→ EXERCISE INSTRUCTIONS: Count the lines in the records below that contain the string "spires", matching case exactly, and give only the number.

++++ MATERIAL FOR THIS EXERCISE

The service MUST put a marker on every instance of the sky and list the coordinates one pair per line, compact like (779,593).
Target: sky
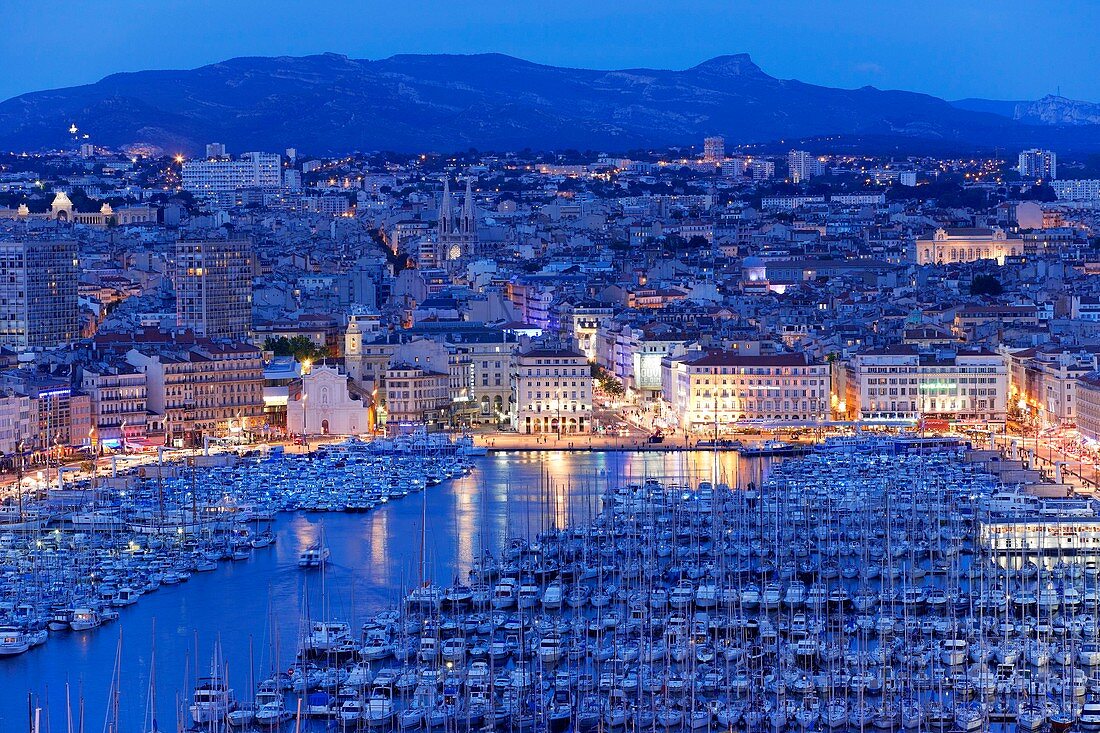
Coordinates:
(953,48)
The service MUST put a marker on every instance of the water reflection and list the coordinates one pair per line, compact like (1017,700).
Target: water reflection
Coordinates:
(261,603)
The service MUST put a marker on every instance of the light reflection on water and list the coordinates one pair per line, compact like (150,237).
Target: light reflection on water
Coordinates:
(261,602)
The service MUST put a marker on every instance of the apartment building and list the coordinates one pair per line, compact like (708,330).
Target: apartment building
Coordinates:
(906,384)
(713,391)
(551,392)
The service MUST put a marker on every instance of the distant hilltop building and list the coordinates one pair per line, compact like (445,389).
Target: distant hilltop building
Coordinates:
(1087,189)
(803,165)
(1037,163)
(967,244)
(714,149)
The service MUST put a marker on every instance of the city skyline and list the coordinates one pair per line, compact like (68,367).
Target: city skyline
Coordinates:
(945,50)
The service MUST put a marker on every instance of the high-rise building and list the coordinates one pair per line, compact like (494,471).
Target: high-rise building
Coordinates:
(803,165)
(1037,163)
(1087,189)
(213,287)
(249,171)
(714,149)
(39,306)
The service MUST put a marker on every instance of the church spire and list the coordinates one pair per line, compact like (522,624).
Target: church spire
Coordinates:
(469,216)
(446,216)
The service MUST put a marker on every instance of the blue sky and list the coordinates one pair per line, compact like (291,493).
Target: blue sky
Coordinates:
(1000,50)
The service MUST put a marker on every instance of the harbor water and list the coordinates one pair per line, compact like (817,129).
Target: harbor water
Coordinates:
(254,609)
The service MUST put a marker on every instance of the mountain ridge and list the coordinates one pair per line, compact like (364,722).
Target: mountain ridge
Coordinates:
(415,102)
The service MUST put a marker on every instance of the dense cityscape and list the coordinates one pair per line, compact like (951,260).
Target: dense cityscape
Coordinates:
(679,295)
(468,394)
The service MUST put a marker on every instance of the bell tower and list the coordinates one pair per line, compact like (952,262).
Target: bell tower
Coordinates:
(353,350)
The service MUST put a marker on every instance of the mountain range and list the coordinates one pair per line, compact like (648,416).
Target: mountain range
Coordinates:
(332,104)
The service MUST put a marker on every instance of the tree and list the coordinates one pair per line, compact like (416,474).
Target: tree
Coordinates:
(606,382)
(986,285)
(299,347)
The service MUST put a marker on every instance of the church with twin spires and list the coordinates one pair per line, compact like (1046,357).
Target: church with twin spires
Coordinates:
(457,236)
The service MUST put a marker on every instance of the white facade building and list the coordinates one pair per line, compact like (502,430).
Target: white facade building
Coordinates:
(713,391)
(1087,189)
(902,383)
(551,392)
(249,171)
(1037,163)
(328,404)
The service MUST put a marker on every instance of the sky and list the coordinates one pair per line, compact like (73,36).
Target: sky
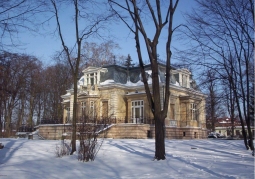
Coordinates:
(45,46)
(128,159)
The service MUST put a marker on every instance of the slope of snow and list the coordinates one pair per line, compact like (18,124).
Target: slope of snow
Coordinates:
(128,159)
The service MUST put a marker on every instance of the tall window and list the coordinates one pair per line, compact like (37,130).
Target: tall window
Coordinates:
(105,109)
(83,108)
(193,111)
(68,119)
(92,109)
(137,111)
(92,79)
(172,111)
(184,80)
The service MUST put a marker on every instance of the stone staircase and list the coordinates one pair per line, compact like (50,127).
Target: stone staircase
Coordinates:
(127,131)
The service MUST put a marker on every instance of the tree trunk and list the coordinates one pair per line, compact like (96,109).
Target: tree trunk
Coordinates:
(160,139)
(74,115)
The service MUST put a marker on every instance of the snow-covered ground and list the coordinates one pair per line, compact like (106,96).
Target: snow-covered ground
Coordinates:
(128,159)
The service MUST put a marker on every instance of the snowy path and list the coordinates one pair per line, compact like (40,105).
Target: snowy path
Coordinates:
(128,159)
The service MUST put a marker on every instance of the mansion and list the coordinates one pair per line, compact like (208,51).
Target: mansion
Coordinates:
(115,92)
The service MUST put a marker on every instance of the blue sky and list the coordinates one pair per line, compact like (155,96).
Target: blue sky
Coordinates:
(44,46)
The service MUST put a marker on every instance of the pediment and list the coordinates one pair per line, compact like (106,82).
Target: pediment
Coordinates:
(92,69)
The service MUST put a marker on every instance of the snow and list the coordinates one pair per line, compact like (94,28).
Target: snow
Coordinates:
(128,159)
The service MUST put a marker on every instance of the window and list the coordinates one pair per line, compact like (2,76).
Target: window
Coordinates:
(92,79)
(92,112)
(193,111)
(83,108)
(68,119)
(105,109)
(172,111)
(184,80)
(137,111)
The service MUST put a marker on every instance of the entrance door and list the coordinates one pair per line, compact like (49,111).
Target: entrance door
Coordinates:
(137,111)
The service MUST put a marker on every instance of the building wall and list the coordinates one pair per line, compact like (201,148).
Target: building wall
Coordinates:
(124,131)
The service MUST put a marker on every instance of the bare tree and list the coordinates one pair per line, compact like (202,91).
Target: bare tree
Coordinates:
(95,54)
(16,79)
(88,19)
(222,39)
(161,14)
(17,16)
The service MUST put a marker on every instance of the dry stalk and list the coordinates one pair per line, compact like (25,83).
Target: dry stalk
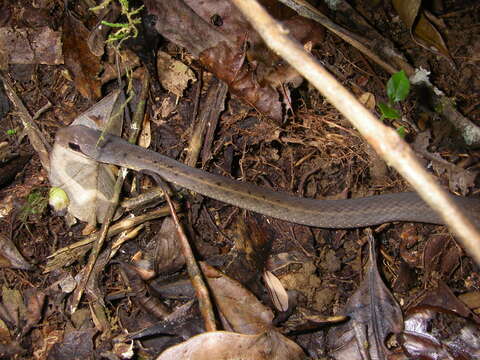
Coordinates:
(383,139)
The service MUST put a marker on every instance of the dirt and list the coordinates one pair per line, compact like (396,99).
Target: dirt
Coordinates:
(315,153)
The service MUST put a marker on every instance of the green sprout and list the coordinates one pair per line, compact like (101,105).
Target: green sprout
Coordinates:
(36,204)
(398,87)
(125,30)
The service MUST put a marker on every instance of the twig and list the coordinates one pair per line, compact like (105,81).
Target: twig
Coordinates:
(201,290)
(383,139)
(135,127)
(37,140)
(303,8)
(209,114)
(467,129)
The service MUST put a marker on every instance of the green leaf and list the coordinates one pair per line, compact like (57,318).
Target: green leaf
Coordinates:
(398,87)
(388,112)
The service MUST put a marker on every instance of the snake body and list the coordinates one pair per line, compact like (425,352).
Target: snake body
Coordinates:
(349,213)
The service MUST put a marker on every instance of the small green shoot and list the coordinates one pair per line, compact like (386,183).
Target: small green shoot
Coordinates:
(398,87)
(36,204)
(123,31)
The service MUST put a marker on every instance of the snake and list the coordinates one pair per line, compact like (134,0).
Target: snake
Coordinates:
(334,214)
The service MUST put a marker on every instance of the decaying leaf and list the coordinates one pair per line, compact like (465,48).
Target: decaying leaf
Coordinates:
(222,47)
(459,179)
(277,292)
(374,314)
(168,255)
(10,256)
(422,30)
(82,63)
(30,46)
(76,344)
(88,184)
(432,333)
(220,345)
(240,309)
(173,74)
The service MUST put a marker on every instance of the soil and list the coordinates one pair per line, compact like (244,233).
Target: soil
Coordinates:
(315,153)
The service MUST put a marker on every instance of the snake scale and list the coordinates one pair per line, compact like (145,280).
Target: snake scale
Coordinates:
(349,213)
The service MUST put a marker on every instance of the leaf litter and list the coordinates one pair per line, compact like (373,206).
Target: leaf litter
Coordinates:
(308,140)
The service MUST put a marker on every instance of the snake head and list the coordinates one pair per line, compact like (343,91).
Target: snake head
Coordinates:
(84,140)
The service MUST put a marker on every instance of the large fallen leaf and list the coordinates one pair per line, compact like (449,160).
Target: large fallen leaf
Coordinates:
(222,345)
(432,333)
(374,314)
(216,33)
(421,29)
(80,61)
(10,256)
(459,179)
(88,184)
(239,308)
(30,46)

++++++++
++++ MATERIAL FOR THIS EXERCISE

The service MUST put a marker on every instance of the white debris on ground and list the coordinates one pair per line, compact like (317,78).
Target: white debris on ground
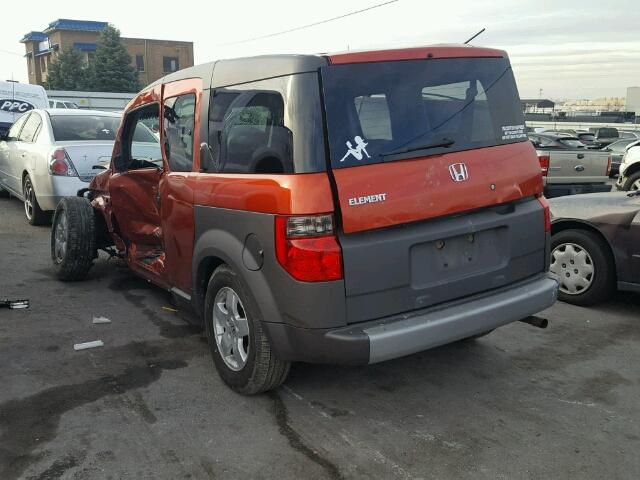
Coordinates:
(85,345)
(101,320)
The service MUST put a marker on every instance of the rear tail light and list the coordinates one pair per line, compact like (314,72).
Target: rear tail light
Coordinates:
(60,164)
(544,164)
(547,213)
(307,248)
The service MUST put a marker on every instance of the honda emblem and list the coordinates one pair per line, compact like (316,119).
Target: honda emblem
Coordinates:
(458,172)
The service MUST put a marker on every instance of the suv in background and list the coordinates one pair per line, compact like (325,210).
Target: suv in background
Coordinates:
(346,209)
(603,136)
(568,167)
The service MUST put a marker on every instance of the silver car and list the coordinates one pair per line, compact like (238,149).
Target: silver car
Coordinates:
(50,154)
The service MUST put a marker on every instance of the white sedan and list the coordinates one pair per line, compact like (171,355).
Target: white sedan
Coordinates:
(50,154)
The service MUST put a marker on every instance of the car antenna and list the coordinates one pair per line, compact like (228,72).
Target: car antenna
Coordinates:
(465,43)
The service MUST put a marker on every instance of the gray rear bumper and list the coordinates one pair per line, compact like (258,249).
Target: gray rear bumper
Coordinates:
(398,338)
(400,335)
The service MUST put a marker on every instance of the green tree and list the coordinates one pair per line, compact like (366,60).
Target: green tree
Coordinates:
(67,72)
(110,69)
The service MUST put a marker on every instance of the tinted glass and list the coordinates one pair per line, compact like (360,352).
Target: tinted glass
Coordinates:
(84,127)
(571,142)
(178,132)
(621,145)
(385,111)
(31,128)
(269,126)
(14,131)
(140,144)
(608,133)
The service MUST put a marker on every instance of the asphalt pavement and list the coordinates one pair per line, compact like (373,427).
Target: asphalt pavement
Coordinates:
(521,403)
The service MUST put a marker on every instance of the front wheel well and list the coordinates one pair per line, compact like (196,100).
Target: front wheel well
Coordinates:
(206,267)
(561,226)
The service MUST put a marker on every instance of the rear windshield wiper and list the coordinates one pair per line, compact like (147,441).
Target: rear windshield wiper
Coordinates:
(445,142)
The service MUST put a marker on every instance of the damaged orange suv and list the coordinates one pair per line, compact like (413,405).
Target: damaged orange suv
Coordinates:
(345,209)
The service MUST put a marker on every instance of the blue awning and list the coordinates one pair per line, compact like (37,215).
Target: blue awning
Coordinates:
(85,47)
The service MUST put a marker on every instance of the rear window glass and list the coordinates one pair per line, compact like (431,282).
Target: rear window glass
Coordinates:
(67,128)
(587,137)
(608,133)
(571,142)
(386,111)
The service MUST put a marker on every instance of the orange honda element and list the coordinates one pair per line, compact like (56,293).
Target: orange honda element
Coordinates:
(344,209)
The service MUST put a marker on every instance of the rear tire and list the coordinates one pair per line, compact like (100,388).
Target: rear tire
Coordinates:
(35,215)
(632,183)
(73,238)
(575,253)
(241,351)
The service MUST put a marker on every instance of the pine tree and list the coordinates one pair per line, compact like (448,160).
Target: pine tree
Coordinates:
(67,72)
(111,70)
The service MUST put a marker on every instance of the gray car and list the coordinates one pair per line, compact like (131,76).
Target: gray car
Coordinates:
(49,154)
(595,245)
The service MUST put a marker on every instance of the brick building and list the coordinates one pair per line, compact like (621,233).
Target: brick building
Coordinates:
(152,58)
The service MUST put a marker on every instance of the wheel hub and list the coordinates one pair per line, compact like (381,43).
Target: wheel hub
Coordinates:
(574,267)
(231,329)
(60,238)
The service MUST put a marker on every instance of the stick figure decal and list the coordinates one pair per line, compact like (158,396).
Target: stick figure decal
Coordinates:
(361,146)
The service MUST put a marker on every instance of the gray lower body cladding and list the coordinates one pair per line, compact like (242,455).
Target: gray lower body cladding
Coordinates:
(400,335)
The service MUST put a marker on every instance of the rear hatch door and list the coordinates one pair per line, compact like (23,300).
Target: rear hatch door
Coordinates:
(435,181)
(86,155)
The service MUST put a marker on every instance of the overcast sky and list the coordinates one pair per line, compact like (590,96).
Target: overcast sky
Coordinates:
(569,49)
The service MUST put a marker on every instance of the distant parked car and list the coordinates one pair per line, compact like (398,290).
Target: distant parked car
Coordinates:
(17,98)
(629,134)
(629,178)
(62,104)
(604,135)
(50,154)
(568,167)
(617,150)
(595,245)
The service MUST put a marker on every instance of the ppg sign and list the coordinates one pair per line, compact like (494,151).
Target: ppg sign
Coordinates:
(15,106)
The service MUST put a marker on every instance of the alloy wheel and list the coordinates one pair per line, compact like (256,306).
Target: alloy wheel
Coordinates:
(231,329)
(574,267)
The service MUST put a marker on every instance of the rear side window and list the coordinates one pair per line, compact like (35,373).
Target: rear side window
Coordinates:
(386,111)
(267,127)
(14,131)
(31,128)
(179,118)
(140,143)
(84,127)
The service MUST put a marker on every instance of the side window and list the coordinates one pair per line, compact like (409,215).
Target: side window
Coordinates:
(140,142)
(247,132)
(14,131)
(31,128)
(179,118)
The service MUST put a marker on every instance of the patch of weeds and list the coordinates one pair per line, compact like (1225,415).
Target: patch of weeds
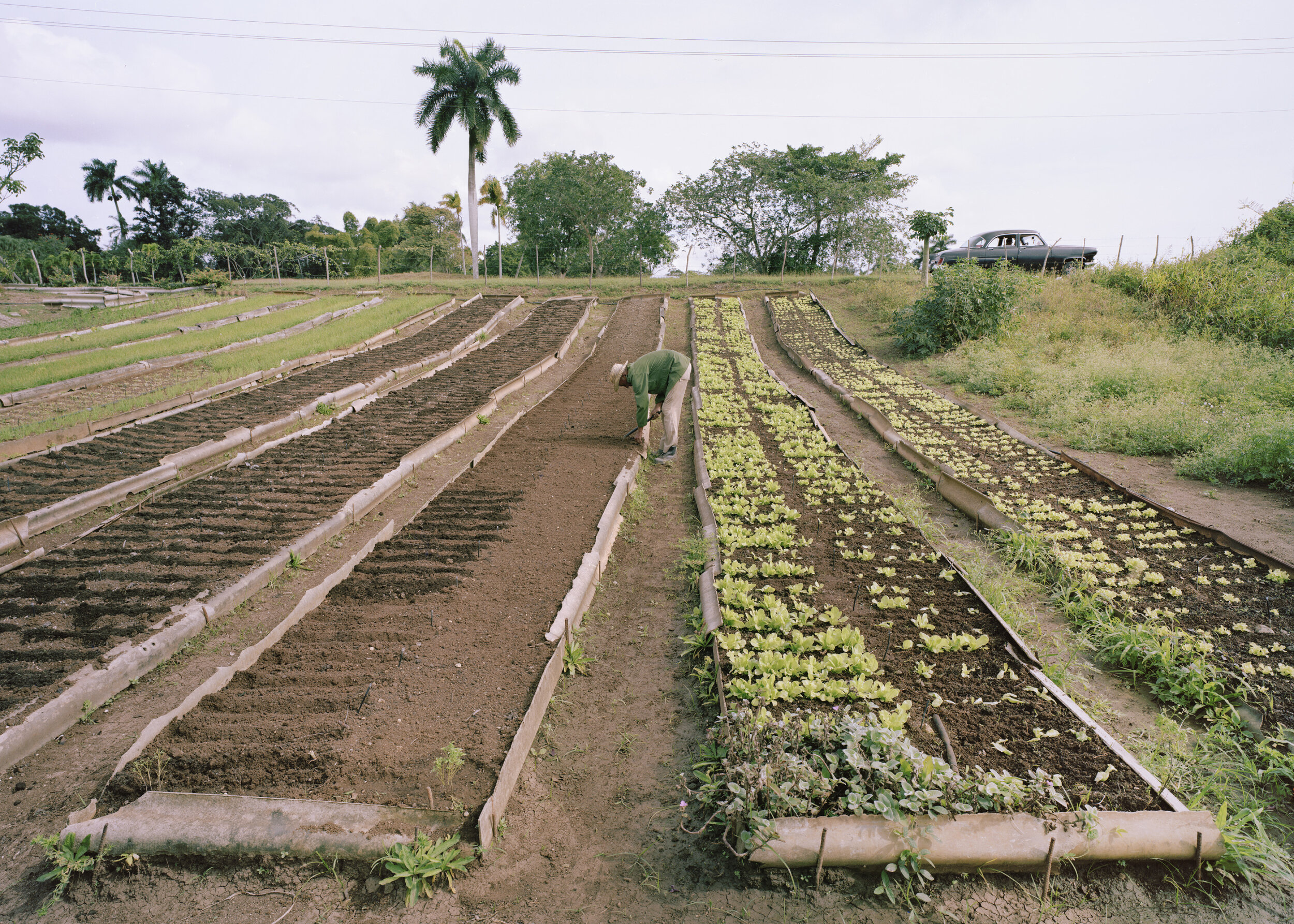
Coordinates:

++++++++

→ RESPONSE TO THIS EXERCISE: 2